▶ WRITTEN INSTRUCTION:
Rewrite the rows below, changing every "whole-number pixels" to "integer pixel coordinates" and leaving all other text as it is.

** START LISTED RECORDS **

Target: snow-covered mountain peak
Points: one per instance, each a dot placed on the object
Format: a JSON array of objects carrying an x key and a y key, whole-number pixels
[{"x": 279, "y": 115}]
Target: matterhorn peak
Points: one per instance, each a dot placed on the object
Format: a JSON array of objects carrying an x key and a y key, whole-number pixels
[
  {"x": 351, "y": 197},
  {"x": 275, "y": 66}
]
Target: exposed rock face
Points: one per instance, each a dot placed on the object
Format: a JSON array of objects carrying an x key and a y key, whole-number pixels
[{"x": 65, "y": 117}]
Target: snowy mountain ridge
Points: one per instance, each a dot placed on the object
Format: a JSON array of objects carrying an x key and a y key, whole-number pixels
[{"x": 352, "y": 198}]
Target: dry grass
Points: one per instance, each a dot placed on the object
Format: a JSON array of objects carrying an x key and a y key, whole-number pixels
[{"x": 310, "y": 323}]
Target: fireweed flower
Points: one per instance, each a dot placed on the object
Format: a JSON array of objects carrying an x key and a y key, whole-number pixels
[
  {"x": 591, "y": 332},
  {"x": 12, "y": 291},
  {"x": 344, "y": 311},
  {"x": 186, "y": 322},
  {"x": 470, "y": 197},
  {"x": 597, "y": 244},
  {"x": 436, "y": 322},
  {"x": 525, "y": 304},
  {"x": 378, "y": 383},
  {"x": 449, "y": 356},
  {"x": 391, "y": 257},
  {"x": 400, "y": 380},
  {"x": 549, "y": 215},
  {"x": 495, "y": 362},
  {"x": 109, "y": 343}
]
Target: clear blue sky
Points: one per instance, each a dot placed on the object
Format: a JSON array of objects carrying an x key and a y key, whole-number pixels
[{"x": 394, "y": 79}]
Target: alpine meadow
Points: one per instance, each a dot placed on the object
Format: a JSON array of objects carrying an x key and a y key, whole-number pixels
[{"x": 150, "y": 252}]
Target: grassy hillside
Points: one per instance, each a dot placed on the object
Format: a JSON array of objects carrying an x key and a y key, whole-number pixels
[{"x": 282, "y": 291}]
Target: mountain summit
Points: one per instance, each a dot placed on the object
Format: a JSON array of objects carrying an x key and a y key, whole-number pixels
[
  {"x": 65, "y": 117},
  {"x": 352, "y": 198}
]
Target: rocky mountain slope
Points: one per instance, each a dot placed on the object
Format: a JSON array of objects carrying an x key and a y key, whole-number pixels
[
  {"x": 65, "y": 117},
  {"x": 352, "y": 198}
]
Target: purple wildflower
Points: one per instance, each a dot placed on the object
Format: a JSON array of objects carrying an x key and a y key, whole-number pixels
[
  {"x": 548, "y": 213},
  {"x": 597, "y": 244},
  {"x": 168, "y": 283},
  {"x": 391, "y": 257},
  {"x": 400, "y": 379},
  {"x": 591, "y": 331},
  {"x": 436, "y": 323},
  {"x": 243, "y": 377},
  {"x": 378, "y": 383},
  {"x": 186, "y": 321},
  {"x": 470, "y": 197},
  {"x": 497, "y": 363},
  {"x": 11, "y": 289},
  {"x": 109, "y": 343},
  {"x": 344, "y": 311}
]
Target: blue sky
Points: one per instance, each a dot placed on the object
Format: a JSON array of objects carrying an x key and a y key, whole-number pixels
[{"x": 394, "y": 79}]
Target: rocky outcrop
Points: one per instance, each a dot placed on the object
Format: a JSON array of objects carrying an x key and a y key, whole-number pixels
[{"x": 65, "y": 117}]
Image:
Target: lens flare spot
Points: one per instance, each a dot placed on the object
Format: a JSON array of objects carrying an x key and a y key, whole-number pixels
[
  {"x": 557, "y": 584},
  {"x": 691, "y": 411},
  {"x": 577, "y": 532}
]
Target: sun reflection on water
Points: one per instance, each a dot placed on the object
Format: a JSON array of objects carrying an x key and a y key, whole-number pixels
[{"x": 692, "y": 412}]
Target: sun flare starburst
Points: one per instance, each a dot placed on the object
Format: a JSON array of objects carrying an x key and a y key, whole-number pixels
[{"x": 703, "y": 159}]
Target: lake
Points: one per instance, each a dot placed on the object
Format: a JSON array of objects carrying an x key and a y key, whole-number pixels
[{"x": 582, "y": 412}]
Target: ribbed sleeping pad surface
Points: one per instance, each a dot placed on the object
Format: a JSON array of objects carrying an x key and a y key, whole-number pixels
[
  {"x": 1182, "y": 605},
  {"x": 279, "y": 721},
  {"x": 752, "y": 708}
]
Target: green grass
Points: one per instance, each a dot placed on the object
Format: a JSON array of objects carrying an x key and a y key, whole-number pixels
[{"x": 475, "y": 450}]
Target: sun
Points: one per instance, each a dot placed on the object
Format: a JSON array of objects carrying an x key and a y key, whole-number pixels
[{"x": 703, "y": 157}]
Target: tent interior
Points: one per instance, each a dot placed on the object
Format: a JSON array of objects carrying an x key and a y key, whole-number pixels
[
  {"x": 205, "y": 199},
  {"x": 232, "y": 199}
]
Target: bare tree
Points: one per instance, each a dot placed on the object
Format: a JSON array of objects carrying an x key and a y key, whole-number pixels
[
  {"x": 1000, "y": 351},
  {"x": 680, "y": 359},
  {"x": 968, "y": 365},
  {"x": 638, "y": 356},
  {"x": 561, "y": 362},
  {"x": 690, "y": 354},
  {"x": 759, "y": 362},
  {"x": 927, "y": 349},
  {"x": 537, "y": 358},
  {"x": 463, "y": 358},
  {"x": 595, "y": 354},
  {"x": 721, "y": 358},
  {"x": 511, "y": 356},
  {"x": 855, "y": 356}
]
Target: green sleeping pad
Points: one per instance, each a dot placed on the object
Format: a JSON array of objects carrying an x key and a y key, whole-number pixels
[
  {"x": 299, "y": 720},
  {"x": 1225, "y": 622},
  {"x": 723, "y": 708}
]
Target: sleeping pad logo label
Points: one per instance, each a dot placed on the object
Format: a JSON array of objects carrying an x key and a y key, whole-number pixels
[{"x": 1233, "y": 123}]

** END LISTED RECORDS **

▶ EXERCISE SOLUTION:
Target: snow-covered mountain peak
Points: one per instance, each a dot placed on the object
Format: a JSON array of objects carrying an x key and a y key, integer pixel coordinates
[{"x": 279, "y": 115}]
Target: matterhorn peak
Points: one per instance, each a dot placed on the object
Format: a JSON array of objects carrying an x key and a y key, integer pixel coordinates
[
  {"x": 351, "y": 197},
  {"x": 275, "y": 66}
]
Target: exposed rock face
Points: one per instance, each a dot placed on the object
Format: a JSON array of objects carrying an x key and a y key, integer pixel coordinates
[{"x": 65, "y": 117}]
Target: snowy mountain ridge
Points: one per instance, each a dot placed on the object
Format: a JSON array of objects carrying an x key and a y key, integer pixel coordinates
[{"x": 352, "y": 198}]
Target: dry grass
Points: one per instance, each a dot placed on the object
Format: a JSON array of objects carrying an x key and a y key, integer pixel coordinates
[{"x": 310, "y": 323}]
Target: fireweed flower
Points: one per instance, each a dot placed on the object
Format: a JSON array of objects carrying an x key and a y key, integer pixel coordinates
[
  {"x": 591, "y": 332},
  {"x": 12, "y": 291},
  {"x": 344, "y": 311},
  {"x": 186, "y": 322},
  {"x": 470, "y": 197},
  {"x": 597, "y": 244},
  {"x": 436, "y": 322},
  {"x": 525, "y": 304},
  {"x": 378, "y": 383},
  {"x": 449, "y": 356},
  {"x": 391, "y": 257},
  {"x": 400, "y": 380},
  {"x": 549, "y": 215},
  {"x": 495, "y": 362},
  {"x": 109, "y": 343}
]
Target: clear blue sky
Points: one per instance, each a dot placed on the object
Format: a JSON array of objects carrying an x key and a y key, integer pixel coordinates
[{"x": 394, "y": 79}]
Target: alpine meadow
Points: one per instance, each a dot placed on the object
Format: a JSON array of objects carrying an x key and a y key, integer pixel coordinates
[{"x": 150, "y": 252}]
Target: grassy hillside
Points: one per instance, each a dot placed on the object
Format: a JSON array of objects carrying an x key and a y key, integer pixel coordinates
[{"x": 282, "y": 291}]
Target: mountain summit
Points: one per instance, each a dot placed on the object
Format: a JSON array of objects carrying an x key and a y key, integer pixel coordinates
[
  {"x": 65, "y": 117},
  {"x": 352, "y": 198}
]
Target: rocky mountain slope
Points: one per instance, each a dot placed on the object
Format: a JSON array of objects carrying an x key and a y key, integer pixel coordinates
[
  {"x": 65, "y": 117},
  {"x": 352, "y": 198}
]
Target: purple wildflower
Points: one per instance, each a dot placed on the object
Format: a JSON array of objects carrying an x key and a y key, integer pixel coordinates
[
  {"x": 548, "y": 213},
  {"x": 597, "y": 244},
  {"x": 168, "y": 283},
  {"x": 391, "y": 257},
  {"x": 400, "y": 379},
  {"x": 591, "y": 331},
  {"x": 436, "y": 323},
  {"x": 243, "y": 377},
  {"x": 378, "y": 383},
  {"x": 186, "y": 321},
  {"x": 470, "y": 197},
  {"x": 497, "y": 363},
  {"x": 11, "y": 289},
  {"x": 109, "y": 343},
  {"x": 344, "y": 311}
]
Target: blue sky
Points: one per instance, each a dot placed on the object
Format: a JSON array of objects carrying an x key and a y key, integer pixel coordinates
[{"x": 394, "y": 79}]
Target: rocky outcrop
Points: one per instance, each a dot placed on the object
Format: a JSON array of objects carrying an x key and a y key, integer pixel coordinates
[{"x": 65, "y": 117}]
Image:
Target: lens flare spot
Points: one per instance, each a dot placed on the object
Format: a JSON array of objects carrying an x key and a y key, integer pixel coordinates
[
  {"x": 557, "y": 584},
  {"x": 691, "y": 411},
  {"x": 577, "y": 532}
]
Target: sun reflection on water
Points: one per instance, each a dot placed on the object
Format: a JSON array of objects carrying an x key and a y key, integer pixel coordinates
[{"x": 692, "y": 412}]
Target: sun flare starburst
Points: one per instance, each a dot placed on the object
Format: a JSON array of objects carrying an x key and a y key, integer pixel coordinates
[{"x": 703, "y": 159}]
Target: lake
Points: one per instance, each a dot placed on the object
Format: a JSON array of objects carrying an x key and a y key, integer pixel coordinates
[{"x": 582, "y": 412}]
Target: ribbed sleeping pad surface
Points: one per instance, each a dot placed on the object
Format: a JSON array of objects carrying an x key and a y key, integer pixel coordinates
[
  {"x": 1182, "y": 605},
  {"x": 279, "y": 721},
  {"x": 752, "y": 708}
]
Target: green grass
Points: one per instance, each a dot placed on the object
Format: a JSON array of objects carrying an x key and a y key, integer pixel coordinates
[{"x": 475, "y": 450}]
Target: sun
Points: one per instance, each a dot placed on the object
Format: a JSON array of objects carrying an x key and a y key, integer pixel coordinates
[{"x": 703, "y": 157}]
Target: tent interior
Points: one per instance, each a dot placed on the object
Format: a JSON array of objects carrying an x key and a y key, integer pixel coordinates
[
  {"x": 205, "y": 199},
  {"x": 232, "y": 199}
]
Target: bare tree
Points: one per instance, each a dot placed on the object
Format: a JSON array of objects carrying an x key and a y key, integer pixel coordinates
[
  {"x": 1000, "y": 351},
  {"x": 680, "y": 359},
  {"x": 968, "y": 365},
  {"x": 638, "y": 356},
  {"x": 561, "y": 362},
  {"x": 690, "y": 354},
  {"x": 759, "y": 362},
  {"x": 927, "y": 349},
  {"x": 537, "y": 358},
  {"x": 463, "y": 358},
  {"x": 595, "y": 354},
  {"x": 721, "y": 358},
  {"x": 511, "y": 356},
  {"x": 855, "y": 356}
]
Target: green sleeping pad
Points: one per instance, each a dot placed on the object
Format: a JSON array of objects carrying an x key and a y key, integer pixel coordinates
[
  {"x": 299, "y": 720},
  {"x": 1225, "y": 622},
  {"x": 723, "y": 708}
]
Target: sleeping pad logo label
Points: one per instance, each a dot placed on the object
Format: a JSON array of objects carrying an x key and a y key, integer pixel coordinates
[{"x": 1233, "y": 123}]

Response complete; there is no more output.